→ YOUR INSTRUCTIONS
Select every line containing the word "reflection" from the material, and copy those lines.

→ WORKING DATA
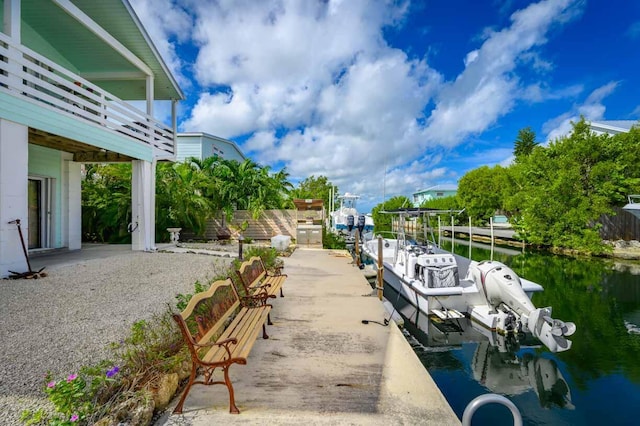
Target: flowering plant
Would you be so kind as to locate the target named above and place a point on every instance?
(72, 399)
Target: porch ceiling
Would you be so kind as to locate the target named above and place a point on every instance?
(82, 153)
(93, 58)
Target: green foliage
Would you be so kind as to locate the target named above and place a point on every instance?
(482, 192)
(445, 203)
(183, 197)
(525, 143)
(187, 195)
(555, 195)
(315, 187)
(331, 240)
(183, 299)
(78, 398)
(152, 347)
(382, 221)
(269, 256)
(106, 203)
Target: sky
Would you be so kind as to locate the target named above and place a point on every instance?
(388, 97)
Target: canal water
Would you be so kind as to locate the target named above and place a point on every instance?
(596, 382)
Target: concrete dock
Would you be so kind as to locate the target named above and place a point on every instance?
(322, 364)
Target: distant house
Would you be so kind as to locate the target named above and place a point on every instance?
(613, 127)
(203, 145)
(433, 192)
(68, 73)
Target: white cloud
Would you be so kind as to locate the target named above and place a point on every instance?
(592, 109)
(167, 24)
(487, 88)
(344, 103)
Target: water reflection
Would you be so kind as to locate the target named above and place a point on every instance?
(500, 364)
(599, 376)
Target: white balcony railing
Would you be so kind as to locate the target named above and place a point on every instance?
(35, 78)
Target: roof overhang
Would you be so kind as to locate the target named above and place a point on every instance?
(102, 41)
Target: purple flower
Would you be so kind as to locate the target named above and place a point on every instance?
(113, 371)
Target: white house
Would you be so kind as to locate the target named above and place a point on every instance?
(68, 69)
(437, 191)
(204, 145)
(612, 127)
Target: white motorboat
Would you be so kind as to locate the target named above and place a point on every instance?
(346, 217)
(442, 284)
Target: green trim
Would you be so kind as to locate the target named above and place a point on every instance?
(58, 123)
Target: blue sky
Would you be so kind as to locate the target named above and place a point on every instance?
(426, 90)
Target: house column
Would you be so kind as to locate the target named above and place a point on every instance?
(71, 203)
(143, 205)
(14, 176)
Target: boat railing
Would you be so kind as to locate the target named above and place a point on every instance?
(633, 198)
(490, 398)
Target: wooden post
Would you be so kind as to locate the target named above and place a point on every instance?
(492, 242)
(357, 247)
(380, 275)
(470, 237)
(452, 234)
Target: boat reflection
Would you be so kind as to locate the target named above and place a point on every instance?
(501, 364)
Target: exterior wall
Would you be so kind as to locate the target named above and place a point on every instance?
(188, 146)
(212, 147)
(14, 153)
(47, 163)
(49, 120)
(203, 146)
(34, 41)
(71, 203)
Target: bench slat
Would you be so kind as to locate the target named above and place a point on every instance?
(214, 316)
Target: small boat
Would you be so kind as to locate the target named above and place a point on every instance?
(633, 205)
(443, 285)
(343, 220)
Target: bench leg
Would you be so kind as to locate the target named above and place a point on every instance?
(192, 378)
(232, 401)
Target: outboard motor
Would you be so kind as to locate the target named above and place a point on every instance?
(361, 224)
(350, 222)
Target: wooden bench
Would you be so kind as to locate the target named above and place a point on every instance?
(220, 328)
(256, 279)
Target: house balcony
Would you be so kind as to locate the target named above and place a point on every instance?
(56, 91)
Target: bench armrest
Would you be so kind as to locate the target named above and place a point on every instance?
(224, 343)
(261, 299)
(276, 273)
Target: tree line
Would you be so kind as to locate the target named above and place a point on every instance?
(188, 194)
(553, 195)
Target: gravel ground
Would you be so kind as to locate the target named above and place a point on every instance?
(66, 320)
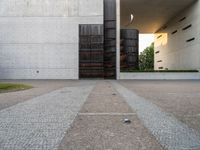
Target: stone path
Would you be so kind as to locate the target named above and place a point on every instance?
(41, 123)
(171, 133)
(90, 116)
(100, 126)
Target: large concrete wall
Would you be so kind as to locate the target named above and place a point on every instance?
(39, 38)
(172, 51)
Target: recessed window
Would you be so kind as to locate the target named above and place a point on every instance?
(182, 19)
(189, 26)
(174, 31)
(189, 40)
(159, 36)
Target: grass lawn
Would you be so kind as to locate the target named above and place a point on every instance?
(12, 87)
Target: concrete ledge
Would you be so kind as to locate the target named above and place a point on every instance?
(160, 76)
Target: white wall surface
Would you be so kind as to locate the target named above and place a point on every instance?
(174, 51)
(39, 38)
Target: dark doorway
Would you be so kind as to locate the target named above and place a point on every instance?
(110, 39)
(91, 51)
(97, 46)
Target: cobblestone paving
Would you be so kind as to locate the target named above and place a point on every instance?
(41, 122)
(100, 126)
(170, 132)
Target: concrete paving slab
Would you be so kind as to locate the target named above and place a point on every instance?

→ ANSWER SPACE
Target: water reflection
Target: boat reflection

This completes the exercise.